Admittedly the same problem can happen with file edits. This is more difficult to resolve since you can't use the existence of the file as proof that a sync is needed. In that case, you might be able to use the file-specific sync time (in the sync_items table, assuming that actually contains what the name suggests) to do a somewhat better job, but short of hashing the file contents (which would be very robust but also far slower than checking file times and obviously problematic on all of the non-filesystem sync targets, possibly worth doing only for the filesystem sync target?) I'm not sure there's a great solution for that case. If the conclusion is that this behaviour is a problem then maybe solving the new-file case is at least a good start?

I can see about changing my non-joplin file-sync setup so that the file timestamps are updated when the file syncs (which would prevent this issue from happening to me in the first place) but that might not be as easy as one might hope and would only solve the problem with my particular setup (other file-system setups may run into the same issue).

AVAILABLE DATA

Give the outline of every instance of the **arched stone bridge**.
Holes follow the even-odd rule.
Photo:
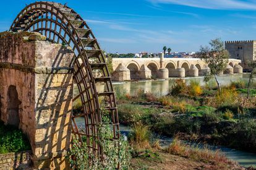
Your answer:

EXERCISE SET
- a) According to the post on file sync, why is the problem more difficult to resolve for file edits? Answer in one to three sentences.
- b) Extract the passage of the post on file sync from "Admittedly the same" to "a good start?".
- c) Give every remark that the post on file sync places in parentheses, quoting each one in full.
The lines are not required for any of these tasks.

EXPECTED OUTPUTS
- a) With file edits, the existence of the file cannot be used as proof that a sync is needed. That makes the problem harder to resolve than in the new-file case.

- b)
Admittedly the same problem can happen with file edits. This is more difficult to resolve since you can't use the existence of the file as proof that a sync is needed. In that case, you might be able to use the file-specific sync time (in the sync_items table, assuming that actually contains what the name suggests) to do a somewhat better job, but short of hashing the file contents (which would be very robust but also far slower than checking file times and obviously problematic on all of the non-filesystem sync targets, possibly worth doing only for the filesystem sync target?) I'm not sure there's a great solution for that case. If the conclusion is that this behaviour is a problem then maybe solving the new-file case is at least a good start?

- c)
- in the sync_items table, assuming that actually contains what the name suggests
- which would be very robust but also far slower than checking file times and obviously problematic on all of the non-filesystem sync targets, possibly worth doing only for the filesystem sync target?
- which would prevent this issue from happening to me in the first place
- other file-system setups may run into the same issue